Exercise -
Make an exact copy of the lines below.

Data excerpts -

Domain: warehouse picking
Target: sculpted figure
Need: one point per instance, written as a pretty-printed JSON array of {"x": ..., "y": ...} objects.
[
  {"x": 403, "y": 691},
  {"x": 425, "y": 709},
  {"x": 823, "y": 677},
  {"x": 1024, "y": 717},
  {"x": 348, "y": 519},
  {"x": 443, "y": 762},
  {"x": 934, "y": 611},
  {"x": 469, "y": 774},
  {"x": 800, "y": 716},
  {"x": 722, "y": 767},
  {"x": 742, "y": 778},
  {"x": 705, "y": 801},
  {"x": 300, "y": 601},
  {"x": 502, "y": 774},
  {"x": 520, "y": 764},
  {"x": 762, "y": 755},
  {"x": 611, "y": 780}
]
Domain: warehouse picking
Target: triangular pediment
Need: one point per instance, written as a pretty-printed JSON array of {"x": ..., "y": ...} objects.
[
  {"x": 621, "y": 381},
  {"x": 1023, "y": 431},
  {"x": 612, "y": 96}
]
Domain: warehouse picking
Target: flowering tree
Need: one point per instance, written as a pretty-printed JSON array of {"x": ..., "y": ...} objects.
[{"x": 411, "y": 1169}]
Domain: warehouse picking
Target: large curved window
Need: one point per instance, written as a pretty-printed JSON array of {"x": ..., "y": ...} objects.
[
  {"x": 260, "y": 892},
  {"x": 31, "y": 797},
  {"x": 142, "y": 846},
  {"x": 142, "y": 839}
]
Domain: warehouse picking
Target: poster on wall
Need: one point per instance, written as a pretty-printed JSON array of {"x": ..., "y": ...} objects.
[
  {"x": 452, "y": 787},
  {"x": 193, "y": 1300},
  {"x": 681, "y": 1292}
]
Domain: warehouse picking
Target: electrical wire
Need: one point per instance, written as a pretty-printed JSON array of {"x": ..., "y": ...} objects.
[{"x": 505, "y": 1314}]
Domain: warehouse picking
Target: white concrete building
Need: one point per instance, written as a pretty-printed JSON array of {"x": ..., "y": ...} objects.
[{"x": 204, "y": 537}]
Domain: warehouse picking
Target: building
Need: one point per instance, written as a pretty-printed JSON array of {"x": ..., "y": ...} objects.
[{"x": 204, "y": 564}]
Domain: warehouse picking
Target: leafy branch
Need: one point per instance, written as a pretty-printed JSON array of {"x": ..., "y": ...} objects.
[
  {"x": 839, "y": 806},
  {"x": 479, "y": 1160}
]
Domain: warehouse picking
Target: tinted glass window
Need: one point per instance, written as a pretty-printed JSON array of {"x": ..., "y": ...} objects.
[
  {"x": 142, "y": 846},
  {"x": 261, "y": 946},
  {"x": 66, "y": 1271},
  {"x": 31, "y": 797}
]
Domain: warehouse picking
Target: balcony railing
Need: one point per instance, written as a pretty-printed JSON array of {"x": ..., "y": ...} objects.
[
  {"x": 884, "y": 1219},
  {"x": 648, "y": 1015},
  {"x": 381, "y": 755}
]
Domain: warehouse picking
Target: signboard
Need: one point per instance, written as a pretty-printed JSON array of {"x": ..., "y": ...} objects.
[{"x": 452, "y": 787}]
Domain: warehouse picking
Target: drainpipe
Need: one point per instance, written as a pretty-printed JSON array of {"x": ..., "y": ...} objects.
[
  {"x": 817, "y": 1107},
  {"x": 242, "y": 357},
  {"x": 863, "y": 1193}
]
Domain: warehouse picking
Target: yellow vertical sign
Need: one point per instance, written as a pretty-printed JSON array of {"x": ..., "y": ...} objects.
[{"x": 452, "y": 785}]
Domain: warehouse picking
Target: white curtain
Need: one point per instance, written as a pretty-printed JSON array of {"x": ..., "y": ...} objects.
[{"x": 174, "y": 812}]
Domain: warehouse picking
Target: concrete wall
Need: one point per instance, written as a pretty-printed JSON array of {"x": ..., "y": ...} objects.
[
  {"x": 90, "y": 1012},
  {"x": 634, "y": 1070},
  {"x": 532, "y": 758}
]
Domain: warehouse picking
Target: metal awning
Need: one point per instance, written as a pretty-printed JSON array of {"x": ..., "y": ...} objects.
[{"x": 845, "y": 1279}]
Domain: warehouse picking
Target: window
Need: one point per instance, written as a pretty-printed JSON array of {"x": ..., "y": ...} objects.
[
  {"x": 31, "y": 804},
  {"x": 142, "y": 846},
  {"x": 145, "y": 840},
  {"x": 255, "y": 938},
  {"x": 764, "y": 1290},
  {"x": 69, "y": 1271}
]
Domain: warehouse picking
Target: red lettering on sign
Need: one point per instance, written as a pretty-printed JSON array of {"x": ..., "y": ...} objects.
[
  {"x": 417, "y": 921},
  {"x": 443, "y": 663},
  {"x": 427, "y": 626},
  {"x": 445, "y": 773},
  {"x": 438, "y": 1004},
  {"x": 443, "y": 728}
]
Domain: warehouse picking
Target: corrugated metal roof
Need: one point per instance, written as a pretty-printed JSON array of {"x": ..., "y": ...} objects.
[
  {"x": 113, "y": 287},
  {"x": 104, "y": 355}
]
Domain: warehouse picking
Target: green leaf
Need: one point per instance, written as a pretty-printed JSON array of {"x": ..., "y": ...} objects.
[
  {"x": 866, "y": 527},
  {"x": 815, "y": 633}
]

Answer to this exercise -
Domain: warehouse picking
Target: sculpted figure
Need: one point per instance, written as a pretty-printed JSON array of {"x": ..., "y": ...} objects.
[
  {"x": 403, "y": 691},
  {"x": 425, "y": 709},
  {"x": 823, "y": 677},
  {"x": 1024, "y": 717},
  {"x": 348, "y": 519},
  {"x": 443, "y": 762},
  {"x": 934, "y": 611},
  {"x": 469, "y": 774},
  {"x": 800, "y": 716},
  {"x": 722, "y": 767},
  {"x": 742, "y": 778},
  {"x": 705, "y": 801},
  {"x": 300, "y": 601},
  {"x": 502, "y": 774},
  {"x": 520, "y": 764},
  {"x": 762, "y": 755},
  {"x": 611, "y": 780}
]
Domain: warehouse picking
Target: triangular pediment
Need: one point per instance, written as a pretty-printed JSON array of {"x": ..., "y": ...} objects.
[
  {"x": 621, "y": 381},
  {"x": 1023, "y": 431},
  {"x": 612, "y": 96}
]
Domain: warehouse picking
Target: flowering tree
Need: one point per instance, written as a pretty-printed JSON array of {"x": ..., "y": ...} objects.
[{"x": 411, "y": 1169}]
Domain: warehouse picking
Target: large curved window
Need: one point per instance, written as a pretty-printed JSON array of {"x": ..., "y": ...} objects.
[
  {"x": 260, "y": 892},
  {"x": 31, "y": 797},
  {"x": 142, "y": 846},
  {"x": 142, "y": 839}
]
Domain: warehouse picking
Target: poster on wall
Need: one point per instance, written as a pretty-printed JSON array of {"x": ..., "y": ...} objects.
[
  {"x": 452, "y": 787},
  {"x": 193, "y": 1300},
  {"x": 681, "y": 1292}
]
Domain: warehouse picking
Target: electrical wire
Need: one point per instance, written as a pretty-printed JSON array of {"x": ..., "y": ...} objects.
[{"x": 505, "y": 1314}]
Domain: warehouse picking
Target: white concrete building
Need: one point per instance, written as a pretty-printed JSON array of {"x": ..., "y": ...} objects.
[{"x": 204, "y": 537}]
Domain: warehouse picking
Target: building
Need: one point per instance, written as a pretty-printed JSON array of {"x": ..., "y": ...} objects.
[{"x": 204, "y": 564}]
Domain: warehouse picking
Target: leafy branch
Need: one point per instance, written as a pretty-printed JSON array of {"x": ..., "y": ...} objects.
[
  {"x": 839, "y": 806},
  {"x": 479, "y": 1160}
]
Domain: warehouse picking
Target: tinted glass window
Need: one point per instance, written as a pretty-printed JSON array of {"x": ..., "y": ...} objects.
[
  {"x": 142, "y": 846},
  {"x": 261, "y": 946},
  {"x": 66, "y": 1271},
  {"x": 31, "y": 797}
]
Domain: warehouse picking
Target: balcony railing
Need: one point per instance, written as a pretty-printed JSON array of {"x": ..., "y": ...} objects.
[
  {"x": 884, "y": 1219},
  {"x": 648, "y": 1015},
  {"x": 381, "y": 755}
]
Domain: warehouse picking
Target: signboard
Need: one point per instance, written as a pretty-printed JSON array of {"x": ..., "y": ...} objects.
[{"x": 452, "y": 787}]
Domain: warehouse picking
Target: drainpipe
Need: one point per instance, written as a pretty-printed JSON array of {"x": ..., "y": ...} objects.
[
  {"x": 817, "y": 1107},
  {"x": 242, "y": 357},
  {"x": 863, "y": 1193}
]
Domain: warehouse picking
Target: yellow vertical sign
Need: one point per instance, written as a pretty-printed JSON array of {"x": ..., "y": ...} objects.
[{"x": 452, "y": 785}]
Domain: warehouse picking
Target: white curtain
Need: one point per instance, written as a pretty-printed JSON array of {"x": ..., "y": ...} objects.
[{"x": 174, "y": 812}]
Domain: warehouse picking
Target: concrete wall
Need: one point per instance, written as a pretty-printed JSON array of {"x": ..., "y": ...} objects.
[
  {"x": 90, "y": 1012},
  {"x": 634, "y": 1070},
  {"x": 532, "y": 758}
]
Domain: warehouse picking
Target: metal awning
Need: one point per instance, written as a pretty-printed JSON array of {"x": ..., "y": ...} objects.
[{"x": 845, "y": 1279}]
Domain: warehouse picking
Target: window
Need: one point per instance, written as a pretty-printed JSON array of {"x": ..., "y": ...} objects.
[
  {"x": 31, "y": 804},
  {"x": 142, "y": 846},
  {"x": 145, "y": 840},
  {"x": 255, "y": 938},
  {"x": 764, "y": 1290},
  {"x": 69, "y": 1271}
]
Domain: warehouse picking
Target: red lettering on sign
Need: one point per instance, written as a pretty-printed JSON array of {"x": ..., "y": ...} objects.
[
  {"x": 417, "y": 921},
  {"x": 443, "y": 663},
  {"x": 427, "y": 626},
  {"x": 445, "y": 773},
  {"x": 438, "y": 1004},
  {"x": 443, "y": 728}
]
Domain: warehouse picking
Target: corrugated metal roof
Need: one point per instance, written as a pretty-printed JSON array of {"x": ..., "y": ...} objects.
[
  {"x": 113, "y": 287},
  {"x": 104, "y": 355}
]
Domain: warehouse picking
Target: green leaf
Need: one point per instance, written as a pretty-printed JSON array of {"x": ..., "y": ...} objects.
[
  {"x": 866, "y": 527},
  {"x": 815, "y": 633}
]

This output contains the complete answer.